Stored data entries
>>>>

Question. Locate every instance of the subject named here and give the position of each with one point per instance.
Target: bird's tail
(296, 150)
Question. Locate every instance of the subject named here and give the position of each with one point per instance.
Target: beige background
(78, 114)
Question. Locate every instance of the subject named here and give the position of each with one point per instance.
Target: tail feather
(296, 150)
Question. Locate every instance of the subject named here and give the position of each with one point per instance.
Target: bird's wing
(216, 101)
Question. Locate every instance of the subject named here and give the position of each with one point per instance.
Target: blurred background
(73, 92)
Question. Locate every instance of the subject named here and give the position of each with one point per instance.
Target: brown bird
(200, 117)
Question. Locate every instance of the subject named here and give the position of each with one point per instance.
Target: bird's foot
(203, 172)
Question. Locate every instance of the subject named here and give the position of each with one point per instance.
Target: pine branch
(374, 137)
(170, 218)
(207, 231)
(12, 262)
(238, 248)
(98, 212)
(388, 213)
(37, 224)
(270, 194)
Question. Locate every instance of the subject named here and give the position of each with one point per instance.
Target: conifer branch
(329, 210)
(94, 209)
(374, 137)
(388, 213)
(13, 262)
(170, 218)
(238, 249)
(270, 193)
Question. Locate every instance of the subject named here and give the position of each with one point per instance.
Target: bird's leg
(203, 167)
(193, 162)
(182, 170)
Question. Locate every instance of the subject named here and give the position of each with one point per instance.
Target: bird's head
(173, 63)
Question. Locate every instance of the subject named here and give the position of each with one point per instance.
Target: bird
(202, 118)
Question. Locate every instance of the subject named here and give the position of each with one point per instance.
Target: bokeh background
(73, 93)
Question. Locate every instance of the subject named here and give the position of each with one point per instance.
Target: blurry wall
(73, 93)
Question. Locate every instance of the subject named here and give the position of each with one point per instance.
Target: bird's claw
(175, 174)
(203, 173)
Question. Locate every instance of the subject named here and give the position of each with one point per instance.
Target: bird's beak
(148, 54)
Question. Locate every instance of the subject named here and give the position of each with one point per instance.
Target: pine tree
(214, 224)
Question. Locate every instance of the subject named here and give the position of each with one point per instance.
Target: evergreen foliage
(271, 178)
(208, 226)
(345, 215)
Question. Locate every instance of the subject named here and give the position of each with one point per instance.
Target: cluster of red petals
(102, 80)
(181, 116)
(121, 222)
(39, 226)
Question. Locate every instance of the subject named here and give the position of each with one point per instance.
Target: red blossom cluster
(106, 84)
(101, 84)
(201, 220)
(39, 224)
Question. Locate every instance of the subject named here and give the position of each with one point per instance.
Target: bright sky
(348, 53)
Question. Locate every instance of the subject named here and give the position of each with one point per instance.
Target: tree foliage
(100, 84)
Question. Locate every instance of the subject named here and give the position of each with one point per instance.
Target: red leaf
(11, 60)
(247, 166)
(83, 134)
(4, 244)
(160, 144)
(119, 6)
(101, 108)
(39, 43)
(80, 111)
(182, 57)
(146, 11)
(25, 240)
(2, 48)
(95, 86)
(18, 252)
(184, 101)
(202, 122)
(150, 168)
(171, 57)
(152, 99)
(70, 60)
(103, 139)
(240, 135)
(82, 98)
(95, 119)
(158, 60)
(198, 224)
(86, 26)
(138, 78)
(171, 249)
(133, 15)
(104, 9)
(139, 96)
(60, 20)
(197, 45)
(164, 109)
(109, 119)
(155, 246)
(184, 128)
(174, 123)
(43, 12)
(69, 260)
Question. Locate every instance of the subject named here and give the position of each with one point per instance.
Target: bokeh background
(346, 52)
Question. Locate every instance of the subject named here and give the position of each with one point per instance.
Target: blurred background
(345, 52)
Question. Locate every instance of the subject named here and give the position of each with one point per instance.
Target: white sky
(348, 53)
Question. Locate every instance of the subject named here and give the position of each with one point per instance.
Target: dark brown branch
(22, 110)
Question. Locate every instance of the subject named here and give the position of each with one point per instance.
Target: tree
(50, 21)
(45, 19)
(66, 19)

<<<<

### Exercise brief
Set down the records again, exactly.

### The answer
Question. Locate every instance of the subject named here and give the position of each with one point per instance.
Target: bird's tail
(296, 150)
Question. Locate every instance of the subject named here and give the position of each with one point per instance.
Target: beige background
(78, 114)
Question. Locate every instance of the subject named here and give the position of each with one point per instance.
Target: tail feather
(296, 150)
Question. Locate every instance of the subject named here and give the position of each with one point per instance.
Target: bird's wing
(216, 101)
Question. Locate every instance of the subject named here and give the position of each with one point per instance.
Target: blurred background
(73, 92)
Question. Locate every instance of the subject named here and give the position of each with one point per instance.
Target: brown bird
(200, 117)
Question. Locate every instance of the subject named here and give the position of each with one point per instance.
Target: bird's foot
(203, 172)
Question. Locate every instance of the subject named here and give the position of each with one point per instance.
Target: pine branch
(374, 137)
(170, 218)
(207, 231)
(12, 262)
(238, 248)
(98, 212)
(388, 213)
(37, 224)
(270, 194)
Question. Locate every instance of the subject named here and give the position of each with one point per instance.
Target: conifer branch
(329, 210)
(94, 209)
(374, 137)
(388, 213)
(13, 262)
(170, 218)
(238, 249)
(270, 193)
Question. Locate every instance of the subject named here and give the position of each with one point per instance.
Target: bird's leg
(203, 167)
(193, 162)
(182, 170)
Question. Locate every instance of the subject named here and give the position of each with one point per instance.
Target: bird's head
(173, 63)
Question. Locate every instance of the subject named here and give the position of each with one point per instance.
Target: bird
(202, 118)
Question. Locate every instance of the subject named here and give the position of each with one point per instance.
Target: bokeh background
(73, 93)
Question. Locate every instance of the subject named here and give the position of each with one point per instance.
Target: blurry wall
(73, 93)
Question. Locate every instance of the subject named here and give the position of each with one point per instance.
Target: bird's claw
(175, 174)
(203, 173)
Question. Locate every instance of the subject named here and give the position of each with one point per instance.
Target: bird's beak
(148, 54)
Question. Locate every instance of the subject named here and give the position of each with one point per instance.
Target: pine tree
(214, 224)
Question. Locate every instance of the subject named here and give the position of each with one point per instance.
Target: evergreen foliage
(271, 178)
(208, 226)
(345, 215)
Question. Locate every instance of the subject named here and give the position of each with one point per instance.
Target: cluster of red petals
(102, 80)
(181, 116)
(121, 222)
(39, 226)
Question. Locate every instance of the subject named here and give the position of each with one point per instance.
Target: red blossom cluster
(106, 84)
(101, 84)
(201, 220)
(39, 224)
Question. Locate every instance of the subject named here and give the position of each with one point per instance.
Target: bright sky
(348, 53)
Question. Locate every instance of the subject named here and give the position of each with one point per instance.
Target: tree foliage
(100, 84)
Question. Locate every instance of the subject named here and give the position of each with one point per instance.
Target: red leaf
(11, 60)
(247, 166)
(83, 134)
(4, 244)
(160, 144)
(119, 6)
(101, 108)
(39, 43)
(80, 111)
(182, 57)
(146, 11)
(25, 240)
(2, 48)
(95, 86)
(18, 252)
(184, 101)
(202, 122)
(150, 168)
(171, 57)
(152, 99)
(70, 60)
(103, 139)
(240, 135)
(82, 98)
(95, 119)
(158, 60)
(198, 224)
(86, 26)
(138, 78)
(171, 249)
(133, 15)
(104, 9)
(139, 96)
(60, 20)
(197, 45)
(164, 109)
(109, 119)
(155, 246)
(184, 128)
(174, 123)
(43, 12)
(69, 260)
Question. Locate every instance of the subject named here and give the position of each with one point per instance.
Target: bokeh background
(346, 52)
Question. Locate every instance of the subject named here and give the position of each with one point per instance.
Target: blurred background
(345, 52)
Question. Locate every instance of the subject named here and give the position of each with one point per instance.
Target: white sky
(348, 53)
Question. Locate every instance of the subject named here and give the position of each with one point per instance.
Target: dark brown branch
(22, 110)
Question. Locate every instance of the subject named here and give the position of each with one point per instance.
Target: tree
(50, 21)
(45, 19)
(66, 19)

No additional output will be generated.